What you need to do »
Give every entry again, word for word.

Material to process »
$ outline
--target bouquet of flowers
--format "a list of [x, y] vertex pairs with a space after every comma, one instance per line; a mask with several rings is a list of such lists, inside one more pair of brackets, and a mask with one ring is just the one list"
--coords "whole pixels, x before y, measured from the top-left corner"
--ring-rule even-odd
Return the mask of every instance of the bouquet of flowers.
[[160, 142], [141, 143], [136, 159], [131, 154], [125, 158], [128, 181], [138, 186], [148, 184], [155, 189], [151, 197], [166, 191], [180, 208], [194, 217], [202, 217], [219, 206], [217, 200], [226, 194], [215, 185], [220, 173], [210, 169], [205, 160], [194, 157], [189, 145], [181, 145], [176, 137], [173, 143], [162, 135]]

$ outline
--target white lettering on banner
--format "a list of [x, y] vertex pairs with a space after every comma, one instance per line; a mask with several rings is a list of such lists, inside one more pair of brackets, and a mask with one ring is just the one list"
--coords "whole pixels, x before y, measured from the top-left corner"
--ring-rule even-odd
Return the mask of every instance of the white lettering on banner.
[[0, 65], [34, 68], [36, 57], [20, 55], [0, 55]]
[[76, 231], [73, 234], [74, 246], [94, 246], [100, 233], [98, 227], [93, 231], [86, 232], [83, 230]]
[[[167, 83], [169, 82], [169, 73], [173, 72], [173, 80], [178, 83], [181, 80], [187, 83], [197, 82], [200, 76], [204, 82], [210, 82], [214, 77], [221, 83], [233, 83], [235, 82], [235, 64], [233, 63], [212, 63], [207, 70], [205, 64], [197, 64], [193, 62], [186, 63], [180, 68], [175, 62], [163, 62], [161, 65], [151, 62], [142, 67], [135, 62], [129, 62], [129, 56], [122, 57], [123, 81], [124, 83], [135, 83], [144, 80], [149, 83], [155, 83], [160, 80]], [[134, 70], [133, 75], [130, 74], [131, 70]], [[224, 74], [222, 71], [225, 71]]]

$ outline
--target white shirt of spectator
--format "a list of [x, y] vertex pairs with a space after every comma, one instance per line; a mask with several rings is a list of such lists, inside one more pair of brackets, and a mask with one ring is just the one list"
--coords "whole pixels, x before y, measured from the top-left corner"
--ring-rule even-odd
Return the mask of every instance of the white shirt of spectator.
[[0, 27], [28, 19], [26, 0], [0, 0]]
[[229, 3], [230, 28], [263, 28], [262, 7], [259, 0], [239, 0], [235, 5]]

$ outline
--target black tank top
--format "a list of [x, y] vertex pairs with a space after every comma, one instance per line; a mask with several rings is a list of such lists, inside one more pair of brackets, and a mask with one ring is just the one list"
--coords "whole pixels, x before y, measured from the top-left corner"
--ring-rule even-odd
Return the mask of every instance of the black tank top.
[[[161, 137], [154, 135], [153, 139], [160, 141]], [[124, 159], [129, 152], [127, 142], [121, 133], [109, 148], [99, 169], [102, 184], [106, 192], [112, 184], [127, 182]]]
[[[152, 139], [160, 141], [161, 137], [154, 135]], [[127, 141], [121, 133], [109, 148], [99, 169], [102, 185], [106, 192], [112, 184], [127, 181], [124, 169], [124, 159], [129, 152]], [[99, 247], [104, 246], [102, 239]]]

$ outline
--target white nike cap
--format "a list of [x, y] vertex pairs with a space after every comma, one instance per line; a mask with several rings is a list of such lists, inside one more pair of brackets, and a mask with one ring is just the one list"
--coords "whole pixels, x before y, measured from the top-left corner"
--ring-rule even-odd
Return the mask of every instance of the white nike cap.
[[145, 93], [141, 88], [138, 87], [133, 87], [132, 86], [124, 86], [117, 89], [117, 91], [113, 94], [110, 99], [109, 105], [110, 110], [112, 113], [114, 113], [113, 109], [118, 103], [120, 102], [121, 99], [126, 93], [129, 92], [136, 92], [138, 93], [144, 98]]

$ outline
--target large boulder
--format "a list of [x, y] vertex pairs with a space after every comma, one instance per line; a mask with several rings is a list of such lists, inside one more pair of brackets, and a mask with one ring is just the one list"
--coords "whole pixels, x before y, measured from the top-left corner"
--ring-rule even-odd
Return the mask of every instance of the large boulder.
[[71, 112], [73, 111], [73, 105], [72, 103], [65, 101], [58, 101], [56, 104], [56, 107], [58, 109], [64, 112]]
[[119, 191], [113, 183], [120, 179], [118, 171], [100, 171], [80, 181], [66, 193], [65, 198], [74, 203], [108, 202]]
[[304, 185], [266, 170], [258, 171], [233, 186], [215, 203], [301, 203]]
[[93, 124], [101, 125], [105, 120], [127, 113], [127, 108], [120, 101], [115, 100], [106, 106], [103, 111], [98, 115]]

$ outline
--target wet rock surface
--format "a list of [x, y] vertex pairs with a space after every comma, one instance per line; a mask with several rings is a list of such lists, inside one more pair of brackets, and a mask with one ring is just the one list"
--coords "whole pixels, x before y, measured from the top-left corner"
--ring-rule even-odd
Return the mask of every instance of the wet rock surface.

Task solution »
$ outline
--target bouquet of flowers
--format "a list of [x, y] vertex pairs with a space after every comma, one instance per line; a mask with several rings is a list of such lists, inside one more pair of brackets, and a mask with one ring is just the one list"
--coords "whole pixels, x before y, measured from the top-left corner"
--ring-rule even-odd
Return the mask of every instance of the bouquet of flowers.
[[160, 142], [141, 143], [136, 159], [131, 154], [125, 158], [128, 181], [138, 186], [148, 184], [155, 189], [151, 197], [166, 191], [180, 208], [194, 217], [202, 217], [219, 206], [217, 200], [226, 194], [215, 185], [220, 173], [210, 169], [205, 160], [194, 157], [189, 145], [181, 145], [176, 137], [173, 143], [162, 135]]

$ outline
--target white lettering on banner
--format "a list of [x, y] vertex pairs with a space after every comma, one instance per line; a mask with several rings is a list of such lists, inside one more pair of brackets, and a mask with one ring is just the one list"
--coords "whole pixels, x before y, measured from the top-left corner"
--ring-rule even-odd
Return the mask of every instance of the white lettering on banner.
[[0, 65], [34, 68], [36, 57], [20, 55], [0, 55]]
[[76, 231], [73, 234], [74, 246], [94, 246], [100, 233], [98, 227], [93, 231], [86, 232], [83, 230]]
[[[167, 83], [169, 82], [169, 73], [173, 72], [173, 80], [178, 83], [181, 80], [187, 83], [197, 82], [200, 76], [204, 82], [210, 82], [214, 77], [221, 83], [233, 83], [235, 82], [235, 64], [233, 63], [212, 63], [207, 70], [205, 64], [197, 64], [193, 62], [186, 63], [180, 68], [175, 62], [163, 62], [161, 65], [151, 62], [142, 67], [135, 62], [129, 62], [129, 56], [122, 57], [123, 81], [124, 83], [135, 83], [144, 80], [149, 83], [155, 83], [160, 80]], [[134, 70], [133, 75], [130, 74], [131, 70]], [[224, 74], [222, 71], [225, 71]]]

$ outline
--target white shirt of spectator
--format "a list of [x, y] vertex pairs with a space after every comma, one instance per line; a mask with several rings is a list of such lists, inside one more pair of brackets, and a mask with one ring is just the one list"
--coords "whole pixels, x before y, measured from the top-left corner"
--ring-rule even-odd
Return the mask of every instance of the white shirt of spectator.
[[0, 27], [28, 19], [26, 0], [0, 0]]
[[229, 3], [230, 28], [263, 28], [262, 7], [259, 0], [239, 0], [235, 5]]

$ outline
--target black tank top
--format "a list of [x, y] vertex pairs with a space after every comma, one instance per line; a mask with several rings is a list of such lists, inside one more pair of brackets, and a mask with one ring is just the one list"
--coords "whole pixels, x before y, measured from the top-left corner"
--ring-rule even-odd
Return the mask of every instance of the black tank top.
[[[161, 137], [154, 135], [153, 139], [160, 141]], [[124, 159], [129, 152], [127, 142], [121, 133], [109, 148], [99, 169], [102, 184], [106, 192], [112, 184], [127, 182]]]
[[[152, 139], [160, 141], [161, 137], [154, 135]], [[127, 141], [121, 133], [109, 148], [99, 169], [102, 185], [106, 192], [112, 184], [127, 181], [124, 169], [124, 159], [129, 152]], [[99, 247], [104, 246], [102, 239]]]

$ outline
--target white nike cap
--format "a list of [x, y] vertex pairs with a space after every comma, one instance per line; a mask with several rings is a list of such lists, inside one more pair of brackets, and a mask with one ring is just the one list"
--coords "whole pixels, x before y, measured from the top-left corner"
--ring-rule even-odd
Return the mask of every instance of the white nike cap.
[[145, 93], [141, 88], [138, 87], [133, 87], [132, 86], [124, 86], [117, 89], [117, 91], [113, 94], [110, 99], [109, 105], [110, 110], [112, 113], [114, 113], [113, 109], [118, 103], [120, 102], [121, 99], [126, 93], [129, 92], [136, 92], [138, 93], [144, 98]]

$ outline
--target large boulder
--format "a list of [x, y] vertex pairs with a space after every comma, one instance per line; a mask with several rings is a list of such lists, inside one more pair of brackets, and a mask with one ring is just the one list"
--coords "whole pixels, x before y, measured from the top-left corner"
--ring-rule even-odd
Return the mask of every instance of the large boulder.
[[71, 112], [73, 111], [73, 105], [72, 103], [65, 101], [58, 101], [56, 104], [56, 107], [58, 109], [64, 112]]
[[119, 191], [113, 183], [120, 179], [118, 171], [100, 171], [80, 181], [66, 193], [65, 198], [74, 203], [108, 202]]
[[304, 185], [266, 170], [258, 171], [233, 186], [215, 203], [301, 203]]
[[93, 124], [101, 125], [105, 120], [127, 113], [127, 108], [120, 101], [115, 100], [106, 106], [103, 111], [98, 115]]

$ outline
--target wet rock surface
--format "a list of [x, y] vertex pairs with a space after every comma, one instance per line; a mask with several rings is a list of such lists, inside one more pair of brackets, and a mask with one ring is just the one list"
--coords "whole pixels, x before y, measured from the top-left corner"
--ring-rule even-odd
Return the mask of every instance of the wet rock surface.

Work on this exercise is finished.